### Task requirements
All records that follow are to be output exactly.

[Referring expression pointing data]
——————————

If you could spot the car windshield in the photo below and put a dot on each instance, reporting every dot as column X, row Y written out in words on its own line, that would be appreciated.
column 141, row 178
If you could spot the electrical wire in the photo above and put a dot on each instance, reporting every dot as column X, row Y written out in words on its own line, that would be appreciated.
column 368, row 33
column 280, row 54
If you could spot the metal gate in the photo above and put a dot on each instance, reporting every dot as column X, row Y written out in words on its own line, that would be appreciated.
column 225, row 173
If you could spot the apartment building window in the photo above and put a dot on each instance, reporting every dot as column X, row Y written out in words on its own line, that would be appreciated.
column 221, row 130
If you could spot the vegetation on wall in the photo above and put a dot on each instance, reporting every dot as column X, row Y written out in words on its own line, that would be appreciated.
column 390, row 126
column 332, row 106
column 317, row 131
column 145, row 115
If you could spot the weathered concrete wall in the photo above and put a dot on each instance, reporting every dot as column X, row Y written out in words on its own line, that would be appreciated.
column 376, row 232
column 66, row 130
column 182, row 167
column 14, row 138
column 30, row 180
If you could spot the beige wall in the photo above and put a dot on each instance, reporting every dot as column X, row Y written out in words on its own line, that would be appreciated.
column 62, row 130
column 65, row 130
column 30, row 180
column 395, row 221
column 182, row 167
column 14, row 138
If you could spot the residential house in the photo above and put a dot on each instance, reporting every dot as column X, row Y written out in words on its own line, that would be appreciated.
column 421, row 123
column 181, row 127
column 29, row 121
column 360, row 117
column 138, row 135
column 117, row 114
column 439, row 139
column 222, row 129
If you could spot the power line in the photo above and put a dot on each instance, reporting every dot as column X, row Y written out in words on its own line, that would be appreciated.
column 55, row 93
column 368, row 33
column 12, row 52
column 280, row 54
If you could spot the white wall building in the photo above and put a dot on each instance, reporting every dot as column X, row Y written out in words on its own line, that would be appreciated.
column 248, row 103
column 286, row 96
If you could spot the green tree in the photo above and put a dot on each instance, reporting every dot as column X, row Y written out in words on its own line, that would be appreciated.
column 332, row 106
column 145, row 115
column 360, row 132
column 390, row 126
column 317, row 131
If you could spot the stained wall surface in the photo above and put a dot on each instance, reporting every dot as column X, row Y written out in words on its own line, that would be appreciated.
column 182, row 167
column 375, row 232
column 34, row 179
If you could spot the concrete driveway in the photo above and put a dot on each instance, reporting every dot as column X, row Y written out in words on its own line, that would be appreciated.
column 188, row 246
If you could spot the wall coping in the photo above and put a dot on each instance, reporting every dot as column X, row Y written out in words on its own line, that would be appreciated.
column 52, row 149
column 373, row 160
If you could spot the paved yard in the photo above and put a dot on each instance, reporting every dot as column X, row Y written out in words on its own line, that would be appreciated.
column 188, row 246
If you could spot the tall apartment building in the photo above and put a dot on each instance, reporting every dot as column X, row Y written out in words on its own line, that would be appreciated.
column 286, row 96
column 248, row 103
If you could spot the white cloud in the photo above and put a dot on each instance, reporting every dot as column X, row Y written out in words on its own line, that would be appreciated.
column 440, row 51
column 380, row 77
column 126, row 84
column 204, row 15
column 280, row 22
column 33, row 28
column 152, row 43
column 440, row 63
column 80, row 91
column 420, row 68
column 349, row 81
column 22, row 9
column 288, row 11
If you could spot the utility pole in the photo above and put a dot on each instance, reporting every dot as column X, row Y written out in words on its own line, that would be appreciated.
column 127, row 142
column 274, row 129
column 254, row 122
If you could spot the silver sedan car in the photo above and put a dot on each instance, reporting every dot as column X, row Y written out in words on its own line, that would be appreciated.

——————————

### Response box
If you could spot the car windshield in the photo below and put a dot on each instance, reporting every dot as column X, row Y written out in words on its own line, that would be appreciated.
column 141, row 178
If you could spot the electrical wire in the photo above and put a dot on each instance, reporting every dot as column X, row Y written out in words on its own line, that would be appreciated.
column 368, row 33
column 280, row 54
If you could spot the metal gate in the photo above and put a dot on each instance, reporting every dot as column X, row Y written out in words on its own line, that would be appreciated.
column 225, row 173
If you could spot the apartment building window in the photo above and put a dot on each instance, reporting every dot as column X, row Y written out in words on its own line, that would be appreciated.
column 221, row 130
If you could spot the vegetation on wall in the photo above and put a dot on each instance, reporting every dot as column X, row Y written out in words on its own line, that would be appreciated.
column 390, row 126
column 332, row 106
column 317, row 131
column 145, row 115
If you could spot the weathered concrete wall in the photo above and put a dot on each instance, reporting every dot as column X, row Y written out in words on its own line, that would be appreciated.
column 376, row 232
column 66, row 130
column 182, row 167
column 14, row 138
column 30, row 180
If you could spot the beige wall in the photo above and put a dot on each instance, reporting every dot as column X, row Y written out in words on its own line, that would be appreciated.
column 62, row 130
column 65, row 130
column 30, row 180
column 395, row 221
column 182, row 167
column 14, row 138
If you could spot the residential house in the photo above and put a dot on each instance, reporting every dot as column X, row Y written out in words on its own line, that would be appreciated.
column 421, row 123
column 181, row 127
column 29, row 121
column 360, row 117
column 138, row 135
column 117, row 114
column 439, row 139
column 222, row 129
If you could spot the power line in the photo above and put a dot on each instance, reporting every dot as column X, row Y written out in words on its own line, that would be appreciated.
column 55, row 93
column 368, row 33
column 12, row 52
column 280, row 54
If you could spot the white wall building in the photo above and put a dot on each instance, reporting every dot as column X, row Y written out in words on its own line, that would be appreciated.
column 248, row 103
column 286, row 96
If you could spot the green tree in the photo above and put a dot on each instance, reporting every dot as column X, row Y written out in words on its own line, that would be appreciated.
column 332, row 106
column 145, row 115
column 360, row 132
column 390, row 126
column 317, row 131
If you could spot the stained wall surface in the photo above and put a dot on each instance, reporting every dot as column X, row Y written out in words on its own line, that would be appreciated.
column 182, row 167
column 375, row 232
column 34, row 179
If you could spot the concrete driveway in the photo above and put a dot on each instance, reporting every dot as column X, row Y written out in words on its own line, that would be appreciated.
column 188, row 246
If you could spot the wall coping in the photo above and put a dot on each instance, reporting every dot as column X, row Y written out in words on its own line, that would be appreciated.
column 52, row 149
column 373, row 160
If you could spot the paved yard in the photo above and put a dot on each instance, reporting every dot as column X, row Y written out in words on its own line, that would be appreciated.
column 188, row 246
If you could spot the tall apartment building in the photo above and put a dot on each instance, reporting every dot as column X, row Y written out in words on its own line, that would be appreciated.
column 286, row 96
column 248, row 103
If you could spot the white cloud in the photo above and put a dot on each instance, reporting every dot as column X, row Y written out in words on its own line, that would be appreciated.
column 440, row 51
column 380, row 77
column 126, row 84
column 204, row 15
column 280, row 22
column 33, row 28
column 152, row 43
column 440, row 63
column 80, row 91
column 420, row 68
column 349, row 81
column 22, row 9
column 288, row 11
If you could spot the utility pole in the photo above and put a dot on each instance, reporting every dot as column X, row Y written out in words on its own line, that would be appreciated.
column 127, row 142
column 274, row 129
column 254, row 122
If you could spot the silver sedan car in the photo above and put a dot on each instance, reporting every dot as column X, row Y written out in words on its own line, that would be appreciated.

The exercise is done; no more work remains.